Alors même que l’accord n’est pas acquis, la coordonnatrice se projette dans la suite de la démarche - à ce stade, les équipes de prélèvements ont déjà été prévenues et attendent la décision de la famille. Mentalement, elle organise le travail et la logistique au bloc en fonction de l’arrivée des chirurgiens, et des organes qui devront être prélevés et de leur destination puisque les greffons ont une « durée de vie » limitée : moins de 6 heures pour le cœur et les poumons ; moins de 12 heures pour le foie et le pancréas et moins de 48 heures pour les reins.

QUALITÉ, BIOVIGILANCE ET TRAÇABILITÉ

Dès lors que le consentement est acquis, le programme opératoire est affiné, la coordonnatrice échange en permanence avec le SRA qui l’épaule durant toute la démarche. Présente du début à la fin de la phase de prélèvement, l’infirmière supervise et contrôle le travail des équipes chirurgicales - un prélèvement multi-organes nécessite entre 6 heures et 10 heures d’intervention et peut mobiliser une dizaine de personnes au bloc. Enfin, lorsque tous ont quitté la salle d’intervention avec leurs précieux organes, la coordonnatrice se chargera de la toilette mortuaire.

• **DONNÉES FOURNIES**
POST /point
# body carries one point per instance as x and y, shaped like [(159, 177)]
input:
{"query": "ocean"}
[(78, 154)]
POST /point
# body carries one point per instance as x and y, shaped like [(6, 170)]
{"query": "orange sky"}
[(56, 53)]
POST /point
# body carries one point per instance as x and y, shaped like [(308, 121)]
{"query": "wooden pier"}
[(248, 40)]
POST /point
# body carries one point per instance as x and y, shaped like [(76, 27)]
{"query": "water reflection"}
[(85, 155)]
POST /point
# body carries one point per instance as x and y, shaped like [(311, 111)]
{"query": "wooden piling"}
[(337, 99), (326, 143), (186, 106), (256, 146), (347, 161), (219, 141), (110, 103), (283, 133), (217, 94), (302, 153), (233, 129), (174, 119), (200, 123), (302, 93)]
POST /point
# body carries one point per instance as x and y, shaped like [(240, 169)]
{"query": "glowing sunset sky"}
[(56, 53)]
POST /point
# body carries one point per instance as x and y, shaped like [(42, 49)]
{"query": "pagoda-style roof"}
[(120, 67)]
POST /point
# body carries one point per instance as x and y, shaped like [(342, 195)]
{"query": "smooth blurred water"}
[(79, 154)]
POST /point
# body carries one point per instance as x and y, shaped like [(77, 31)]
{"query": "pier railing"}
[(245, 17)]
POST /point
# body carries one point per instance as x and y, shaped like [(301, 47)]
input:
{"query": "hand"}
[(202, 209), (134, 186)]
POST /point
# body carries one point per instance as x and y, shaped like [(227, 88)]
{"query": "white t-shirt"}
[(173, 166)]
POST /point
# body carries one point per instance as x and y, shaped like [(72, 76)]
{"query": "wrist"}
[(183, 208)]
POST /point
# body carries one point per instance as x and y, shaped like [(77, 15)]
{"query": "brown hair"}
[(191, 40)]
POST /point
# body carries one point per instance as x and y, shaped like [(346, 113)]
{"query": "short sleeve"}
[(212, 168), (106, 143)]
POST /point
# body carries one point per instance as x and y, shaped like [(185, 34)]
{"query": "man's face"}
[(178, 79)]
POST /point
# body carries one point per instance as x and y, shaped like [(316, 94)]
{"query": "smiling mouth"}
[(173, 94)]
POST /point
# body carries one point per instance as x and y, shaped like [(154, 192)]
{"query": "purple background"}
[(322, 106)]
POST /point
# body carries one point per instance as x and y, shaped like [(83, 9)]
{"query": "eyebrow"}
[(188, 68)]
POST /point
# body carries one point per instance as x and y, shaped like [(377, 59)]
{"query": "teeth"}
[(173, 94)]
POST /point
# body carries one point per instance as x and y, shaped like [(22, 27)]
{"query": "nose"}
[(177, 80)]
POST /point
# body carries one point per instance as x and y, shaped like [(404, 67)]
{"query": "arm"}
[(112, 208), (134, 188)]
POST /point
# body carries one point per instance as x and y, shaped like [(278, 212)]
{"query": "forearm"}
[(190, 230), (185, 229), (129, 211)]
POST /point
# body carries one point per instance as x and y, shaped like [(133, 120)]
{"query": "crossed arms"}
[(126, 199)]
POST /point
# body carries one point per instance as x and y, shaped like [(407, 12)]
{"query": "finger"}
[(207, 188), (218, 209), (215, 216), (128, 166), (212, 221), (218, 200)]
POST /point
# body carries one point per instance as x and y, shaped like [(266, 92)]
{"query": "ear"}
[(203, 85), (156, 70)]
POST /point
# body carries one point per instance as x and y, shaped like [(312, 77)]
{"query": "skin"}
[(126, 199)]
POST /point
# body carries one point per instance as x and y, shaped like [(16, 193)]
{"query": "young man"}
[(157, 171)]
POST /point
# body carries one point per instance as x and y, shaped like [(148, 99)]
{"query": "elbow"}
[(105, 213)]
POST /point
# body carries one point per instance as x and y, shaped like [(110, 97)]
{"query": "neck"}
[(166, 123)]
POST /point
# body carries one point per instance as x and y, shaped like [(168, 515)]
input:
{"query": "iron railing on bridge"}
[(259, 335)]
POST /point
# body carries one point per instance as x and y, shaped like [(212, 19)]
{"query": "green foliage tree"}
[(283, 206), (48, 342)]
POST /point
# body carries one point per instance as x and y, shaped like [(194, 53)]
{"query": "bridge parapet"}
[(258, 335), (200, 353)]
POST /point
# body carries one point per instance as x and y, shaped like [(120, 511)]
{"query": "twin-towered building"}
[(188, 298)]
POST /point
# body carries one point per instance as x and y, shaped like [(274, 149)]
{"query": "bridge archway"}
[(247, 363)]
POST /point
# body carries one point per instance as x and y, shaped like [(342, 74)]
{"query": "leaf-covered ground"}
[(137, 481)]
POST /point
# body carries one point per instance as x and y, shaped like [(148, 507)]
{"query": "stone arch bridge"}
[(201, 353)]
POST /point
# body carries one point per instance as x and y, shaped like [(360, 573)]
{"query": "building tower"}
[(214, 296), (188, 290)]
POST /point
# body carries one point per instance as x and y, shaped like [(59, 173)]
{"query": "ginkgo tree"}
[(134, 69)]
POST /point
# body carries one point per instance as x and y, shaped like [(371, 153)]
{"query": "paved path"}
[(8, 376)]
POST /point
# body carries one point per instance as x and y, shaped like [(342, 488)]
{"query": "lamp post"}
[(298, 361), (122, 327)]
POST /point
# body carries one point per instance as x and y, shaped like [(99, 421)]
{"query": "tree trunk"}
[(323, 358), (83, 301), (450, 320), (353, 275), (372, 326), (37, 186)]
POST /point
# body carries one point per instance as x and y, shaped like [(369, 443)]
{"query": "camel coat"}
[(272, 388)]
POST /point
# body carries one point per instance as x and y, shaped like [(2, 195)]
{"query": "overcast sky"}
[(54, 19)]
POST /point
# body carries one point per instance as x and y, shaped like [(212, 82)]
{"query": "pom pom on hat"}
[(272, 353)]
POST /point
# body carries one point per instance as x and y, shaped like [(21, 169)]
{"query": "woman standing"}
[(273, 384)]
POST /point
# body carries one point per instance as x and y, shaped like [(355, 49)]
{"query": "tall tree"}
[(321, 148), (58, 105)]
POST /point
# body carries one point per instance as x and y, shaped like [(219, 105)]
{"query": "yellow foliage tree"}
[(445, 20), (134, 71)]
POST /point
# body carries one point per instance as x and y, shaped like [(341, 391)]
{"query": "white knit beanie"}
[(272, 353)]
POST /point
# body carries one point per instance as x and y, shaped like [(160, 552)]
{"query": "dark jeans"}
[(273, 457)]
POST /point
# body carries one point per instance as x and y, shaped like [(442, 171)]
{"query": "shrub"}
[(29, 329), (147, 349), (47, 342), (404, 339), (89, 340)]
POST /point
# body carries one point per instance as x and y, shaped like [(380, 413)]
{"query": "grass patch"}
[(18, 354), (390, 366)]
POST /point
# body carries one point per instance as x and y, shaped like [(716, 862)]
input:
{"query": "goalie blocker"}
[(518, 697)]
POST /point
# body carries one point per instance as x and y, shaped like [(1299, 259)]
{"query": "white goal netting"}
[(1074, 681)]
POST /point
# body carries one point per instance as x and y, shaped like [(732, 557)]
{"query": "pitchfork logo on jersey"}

• **CONSIGNE 1**
Résumez l'extrait à lire en deux phrases.
• **CONSIGNE 2**
Dans l'extrait à lire, reprenez la partie qui s'ouvre sur les mots contenant « Dès lors que » et se clôt sur « la toilette mortuaire. », en remplaçant « programme opératoire » par « planning opératoire ».

• **CORRIGÉ 1**
Avant même que l'accord ne soit acquis, la coordonnatrice organise mentalement le travail au bloc en fonction de l'arrivée des chirurgiens et des organes à prélever, dont les greffons ont une durée de vie limitée, de moins de 6 heures pour le cœur et les poumons à moins de 48 heures pour les reins. Une fois le consentement obtenu, elle échange en permanence avec le SRA, l'infirmière supervise les équipes chirurgicales durant un prélèvement multi-organes de 6 à 10 heures, puis la coordonnatrice se charge de la toilette mortuaire.

• **CORRIGÉ 2**
Dès lors que le consentement est acquis, le planning opératoire est affiné, la coordonnatrice échange en permanence avec le SRA qui l’épaule durant toute la démarche. Présente du début à la fin de la phase de prélèvement, l’infirmière supervise et contrôle le travail des équipes chirurgicales - un prélèvement multi-organes nécessite entre 6 heures et 10 heures d’intervention et peut mobiliser une dizaine de personnes au bloc. Enfin, lorsque tous ont quitté la salle d’intervention avec leurs précieux organes, la coordonnatrice se chargera de la toilette mortuaire.